КРАТКОЕ ЗАДАНИЕ: Напишите продолжение текста о становлении раннего христианства, начиная сразу после его последнего предложения.

ЦИТИРУЕМЫЙ ФРАГМЕНТ:
<<<<
Как было показано, современные раннему христианству религии и учения квалифицировали его преимущественно как ересь или секту, чья деятельность опасна для социокультурной целостности и Иудеи, и Римской империи.
С другой стороны, само христианское учение в этот же период отнюдь не являлось какой–либо унитарной, догматически оформленной целостностью, которая могла бы быть названа церковью в собственном смысле этого слова. В I–V в.в. христианство пребывало в состоянии длящегося творческого становления. В свете этого методологически корректным представляется рассматривать процесс развития христианства этого периода не как борьбу предзаданной ортодоксии с искажающими ортодоксальную догматику еретическими учениями, а как взаимообусловливающее сотворчество, в котором на равных правах участвовали адепты нескольких «версий» христианства, гностики–христиане, гностики–язычники, манихеи, неоплатоники и иудеохристиане.
О католическом (в собственном смысле этого латинского, заимствованного из греческого языка, слова «catholicus», которое обозначает принадлежность к официальной «вселенской» церкви и ортодоксальность взглядов) христианстве можно говорить только начиная с Первого Вселенского собора в Никее (325 г.).
>>>>
ДАННЫЕ:
<<<<
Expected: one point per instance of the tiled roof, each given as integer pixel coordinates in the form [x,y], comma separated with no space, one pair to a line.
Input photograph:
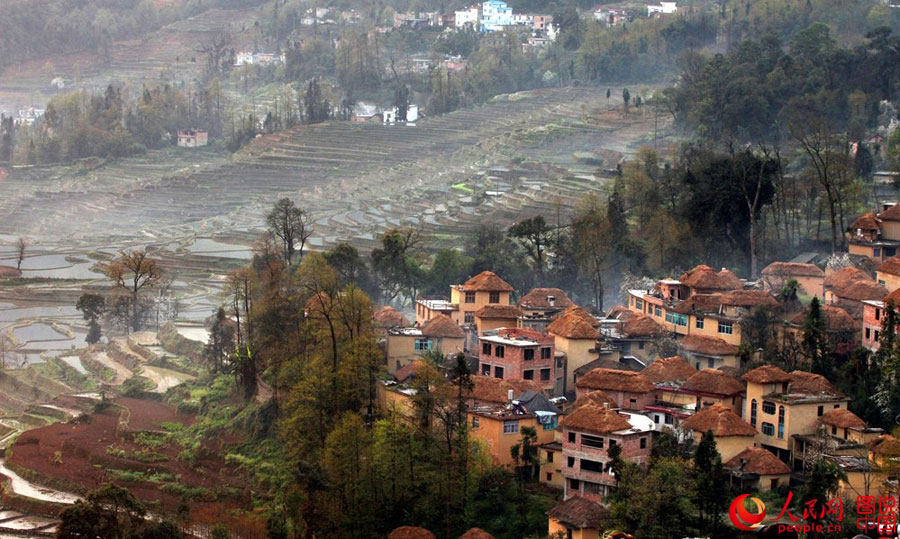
>>>>
ОТВЕТ НА ЗАДАНИЕ:
Постановления собора о догматических вопросах и принятие первого Никейского символа веры были подкреплены и гарантированы политическим авторитетом римского государства, официальной религией которого христианство становится в это же самое время. Именно в IV в. начинают появляться такие сочинения, как «Церковная история» Евсевия, сам факт возникновения которых свидетельствует о зарождении самосознания католического, ортодоксального христианства как культурной целостности, обретшей свое воплощение в церковных институтах.
По поводу культурной среды, в которой формировалось христианство, и степени ее «духовной насыщенности» не существует единой точки зрения. Между тем, всеми исследователями (в том числе и внецерковной, внерелигиозной и вовсе атеистической ориентации) признается определяющая роль христианства в формировании как идеационального ядра, так и морфологии европейской культуры по меньшей мере на отрезке V–XVII в.в. То же следует отнести и на счет морфологии динамических процессов в культуре, происходивших на протяжении указанного времени.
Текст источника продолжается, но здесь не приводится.